## EXTRACTED TEXT
** BEGIN **

CF = plot(retention)
CB = plt.colorbar(CF)
plt.show()

CF = plot(mobile_concentration)
CB = plt.colorbar(CF)
plt.show()

CF = plot(temperature)
CB = plt.colorbar(CF)
plt.show()

Any help would be appreciated

Hi @celyn and welcome, can you fix the formatting of your post please? some code is not in the code blocks.

Also, how do you plot this figure? could you provide the code for this too?

In general, when describing an issue, you need to make sure your problem can be reproduced with a script that can be run easily

Hi, I’ve edited the post to include the plotting code and made sure it’s all in the code blocks

Could you also add the imports needed (i guess fenics, and maybe others) for the mesh creation block?

Hi sorry!
I think I should have added all the imports now

The second code block is still not runnable it misses the function definition

Anyway, I believe I have reproduced your issue with the following Minimal Working Example (I’ve simplified it to make it more digest):

import matplotlib.pyplot as plt
import festim as F
from fenics import (
    RectangleMesh,
    MeshFunction,
    Point,
    CompiledSubDomain,
    plot,
    near,
    SubDomain,
    DOLFIN_EPS,
    XDMFFile,
)
from mshr import *

left_id = 1
right_id = 2
top_id = 3
bottom_id = 4
outer_surface_id = 5
inner_surface_id = 6

outer_layer_id = 1
inner_layer_id = 2


def create_mesh_semi(width, height, inner_radius, outer_radius, n):
    y_min = -height / 2
    y_max = height / 2
    x_min = -width / 2
    x_max = width / 2

    tol = 1e-14

    class InnerSemiCircleBoundary(SubDomain):
        def inside(self, x, on_boundary):
            return (
                on_boundary
                and near(
                    (x[0] - x_max) * (x[0] - x_max) + (x[1] * x[1]),
                    inner_radius * inner_radius,
                    tol,
                )
                and x[0] < x_max - DOLFIN_EPS
            )

    class OuterSemiCircleBoundary(SubDomain):
        def inside(self, x, on_boundary):
            return (
                on_boundary
                and near(
                    (x[0] - x_max) * (x[0] - x_max) + (x[1] * x[1]),
                    outer_radius * outer_radius,
                    tol,
                )
                and x[0] < x_max - DOLFIN_EPS
            )

    base = Rectangle(Point(0, y_min), Point(x_max, y_max))

    inner_circle = Circle(Point(x_max, 0), inner_radius, segments=n)

** END **

## EXERCISES TO COMPLETE
**A)** In the forum thread, what problem remains with the second code block after the imports are added, and what causes it?
**B)** Reproduce the forum thread verbatim from "In general, when" to "mesh creation block?".

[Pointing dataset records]
** BEGIN **

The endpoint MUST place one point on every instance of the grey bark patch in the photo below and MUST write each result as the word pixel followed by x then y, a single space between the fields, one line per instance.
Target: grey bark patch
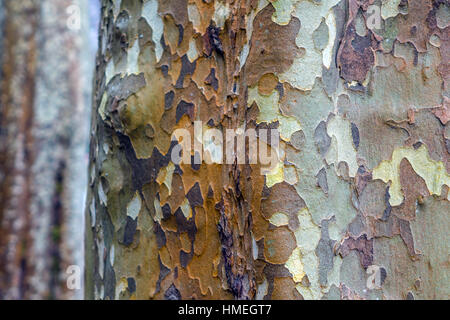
pixel 322 180
pixel 320 36
pixel 129 232
pixel 195 196
pixel 321 138
pixel 122 88
pixel 355 135
pixel 325 253
pixel 187 68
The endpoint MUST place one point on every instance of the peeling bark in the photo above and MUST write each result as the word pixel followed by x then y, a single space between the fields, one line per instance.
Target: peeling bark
pixel 358 187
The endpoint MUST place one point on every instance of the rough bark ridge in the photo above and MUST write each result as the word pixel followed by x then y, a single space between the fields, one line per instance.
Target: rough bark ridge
pixel 43 116
pixel 357 204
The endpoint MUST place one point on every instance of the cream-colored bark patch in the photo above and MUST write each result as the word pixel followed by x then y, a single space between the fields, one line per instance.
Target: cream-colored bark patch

** END **

## ANSWERS BELOW
**A)** The second code block still cannot be run because the function definition is missing from it.

**B)**
In general, when describing an issue, you need to make sure your problem can be reproduced with a script that can be run easily

Hi, I’ve edited the post to include the plotting code and made sure it’s all in the code blocks

Could you also add the imports needed (i guess fenics, and maybe others) for the mesh creation block?